» DOCUMENT EXTRACT:
*-*-*
Elizabeth K. Cahoon

Elizabeth Khaykin Cahoon is a Georgian-born American epidemiologist researching cancer and precancer risks conferred by environmental sources of radiation exposure.

Her program focuses on studies of preventable risk factors that modify the relationship between ultraviolet radiation (UVR) and the risk of skin cancer and other cancers (in the general population in the United States and in people with especially high risk such as organ-transplant recipients, and studies that address unanswered questions about people exposed to ionizing radiation including residents and clean-up workers exposed after the Chernobyl accident (1986) and Japanese survivors of the atomic bombings (1945) of Hiroshima and Nagasaki.

Cahoon also evaluates the UV radiation dose-response relationship for skin cancer risk by wavelength, age at exposure, and anatomic site.

In addition, Cahoon evaluates the role of UV radiation in viral activation, immune modulation, and other mediators of skin (and other) cancer risk.

Her previous work identified a relationship between ambient UV radiation and risk of Kaposi sarcoma, possibly through reactivation of the causative virus, human herpesvirus 8.

[3] Cahoon examines radiation-related risk of various cancer types in the lifespan study of Japanese atomic bomb survivors and is also leading a thyroid cancer case-control study nested in a cohort of Chernobyl liquidators (i.e., emergency clean-up workers) who were exposed to a large range of external radiation.
*-*-*
» WHAT TO PRODUCE:
Could you print the Elizabeth K. Cahoon profile above in full, word for word?

» EXCERPTED DATA:
*-*-*
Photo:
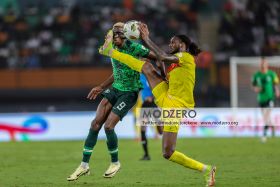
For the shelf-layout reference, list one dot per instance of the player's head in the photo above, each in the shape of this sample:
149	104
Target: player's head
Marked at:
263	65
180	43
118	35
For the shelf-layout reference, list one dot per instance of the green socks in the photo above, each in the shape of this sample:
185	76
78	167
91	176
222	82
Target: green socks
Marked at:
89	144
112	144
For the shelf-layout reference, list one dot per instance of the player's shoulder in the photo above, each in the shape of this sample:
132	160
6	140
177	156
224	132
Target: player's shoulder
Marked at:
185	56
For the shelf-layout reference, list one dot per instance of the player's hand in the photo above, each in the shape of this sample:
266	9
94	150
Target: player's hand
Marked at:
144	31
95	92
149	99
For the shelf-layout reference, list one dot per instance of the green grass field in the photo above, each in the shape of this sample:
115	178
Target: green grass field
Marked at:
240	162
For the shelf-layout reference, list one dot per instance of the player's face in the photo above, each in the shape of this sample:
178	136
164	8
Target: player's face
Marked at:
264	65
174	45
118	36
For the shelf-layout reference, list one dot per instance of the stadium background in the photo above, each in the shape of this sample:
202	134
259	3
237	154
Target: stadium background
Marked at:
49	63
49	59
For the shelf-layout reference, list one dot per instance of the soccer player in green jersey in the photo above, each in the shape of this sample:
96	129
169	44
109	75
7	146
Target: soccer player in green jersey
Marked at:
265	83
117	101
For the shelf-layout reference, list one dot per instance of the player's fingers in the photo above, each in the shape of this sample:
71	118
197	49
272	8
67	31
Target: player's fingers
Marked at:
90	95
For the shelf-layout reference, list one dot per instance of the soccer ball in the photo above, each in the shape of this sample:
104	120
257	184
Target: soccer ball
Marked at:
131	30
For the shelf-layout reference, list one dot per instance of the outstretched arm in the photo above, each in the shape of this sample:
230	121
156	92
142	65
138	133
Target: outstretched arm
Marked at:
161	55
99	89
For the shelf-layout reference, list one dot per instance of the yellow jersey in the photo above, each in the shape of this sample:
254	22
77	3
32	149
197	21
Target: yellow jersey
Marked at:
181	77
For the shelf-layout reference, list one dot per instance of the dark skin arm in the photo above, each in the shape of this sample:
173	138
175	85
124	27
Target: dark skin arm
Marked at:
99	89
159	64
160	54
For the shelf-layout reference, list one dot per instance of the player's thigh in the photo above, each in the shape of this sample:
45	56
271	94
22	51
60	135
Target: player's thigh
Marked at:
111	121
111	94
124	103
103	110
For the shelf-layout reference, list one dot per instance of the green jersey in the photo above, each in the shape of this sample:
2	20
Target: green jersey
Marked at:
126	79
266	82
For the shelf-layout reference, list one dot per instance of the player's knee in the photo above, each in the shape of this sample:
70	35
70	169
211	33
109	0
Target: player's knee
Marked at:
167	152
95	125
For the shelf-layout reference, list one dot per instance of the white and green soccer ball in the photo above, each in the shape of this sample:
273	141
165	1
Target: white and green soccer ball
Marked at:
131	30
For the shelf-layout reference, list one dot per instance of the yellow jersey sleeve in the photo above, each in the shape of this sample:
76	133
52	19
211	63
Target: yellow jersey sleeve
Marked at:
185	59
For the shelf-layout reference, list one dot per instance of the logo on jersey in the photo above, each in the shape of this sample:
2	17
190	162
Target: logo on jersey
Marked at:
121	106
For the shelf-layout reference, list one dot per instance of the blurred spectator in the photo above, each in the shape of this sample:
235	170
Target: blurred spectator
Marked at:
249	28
*-*-*
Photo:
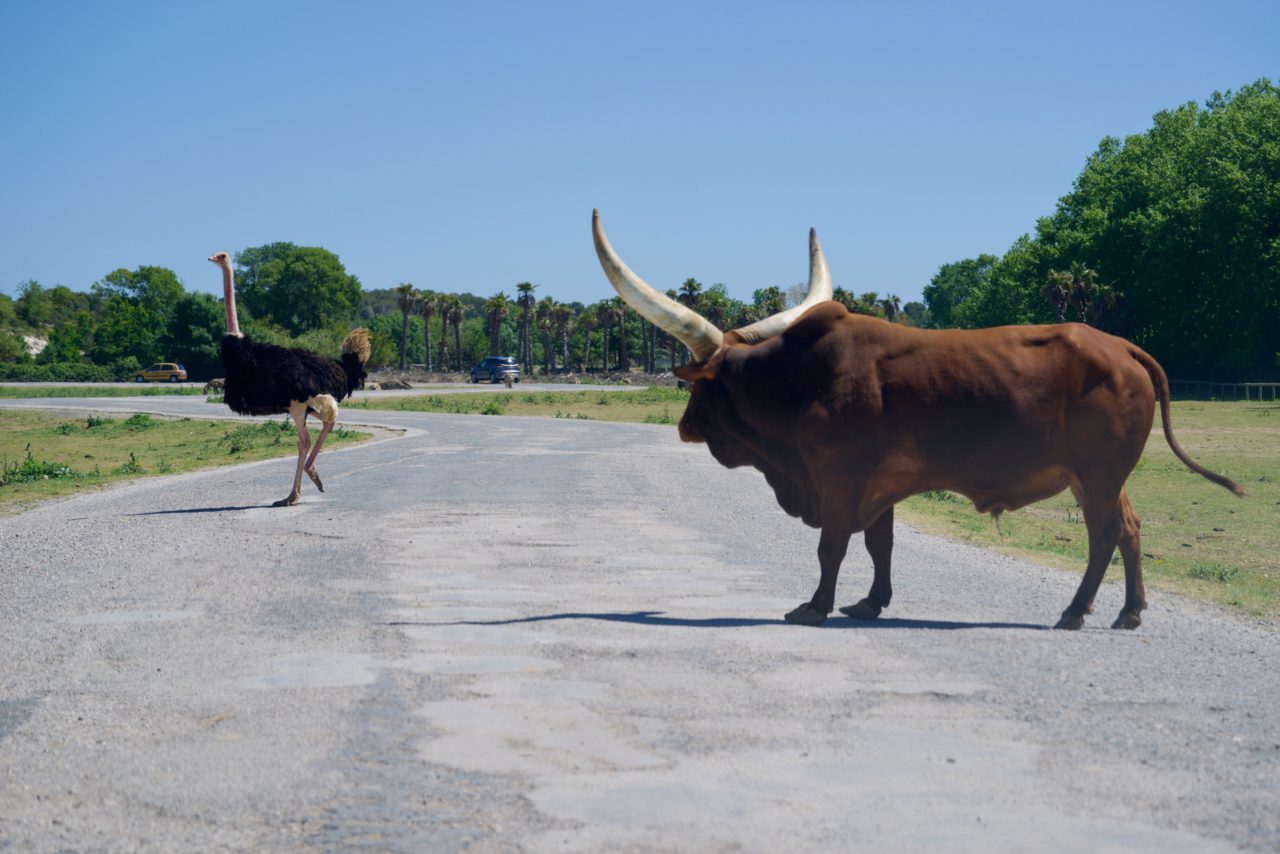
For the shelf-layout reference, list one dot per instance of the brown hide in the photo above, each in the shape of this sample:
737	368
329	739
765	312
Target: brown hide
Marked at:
*-*-*
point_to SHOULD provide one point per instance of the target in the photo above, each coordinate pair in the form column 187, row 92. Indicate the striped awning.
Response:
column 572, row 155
*-*-*
» RESPONSE:
Elizabeth K. Cahoon

Elizabeth Khaykin Cahoon is a Georgian-born American epidemiologist researching cancer and precancer risks conferred by environmental sources of radiation exposure.

Her program focuses on studies of preventable risk factors that modify the relationship between ultraviolet radiation (UVR) and the risk of skin cancer and other cancers (in the general population in the United States and in people with especially high risk such as organ-transplant recipients, and studies that address unanswered questions about people exposed to ionizing radiation including residents and clean-up workers exposed after the Chernobyl accident (1986) and Japanese survivors of the atomic bombings (1945) of Hiroshima and Nagasaki.

Cahoon also evaluates the UV radiation dose-response relationship for skin cancer risk by wavelength, age at exposure, and anatomic site.

In addition, Cahoon evaluates the role of UV radiation in viral activation, immune modulation, and other mediators of skin (and other) cancer risk.

Her previous work identified a relationship between ambient UV radiation and risk of Kaposi sarcoma, possibly through reactivation of the causative virus, human herpesvirus 8.

[3] Cahoon examines radiation-related risk of various cancer types in the lifespan study of Japanese atomic bomb survivors and is also leading a thyroid cancer case-control study nested in a cohort of Chernobyl liquidators (i.e., emergency clean-up workers) who were exposed to a large range of external radiation.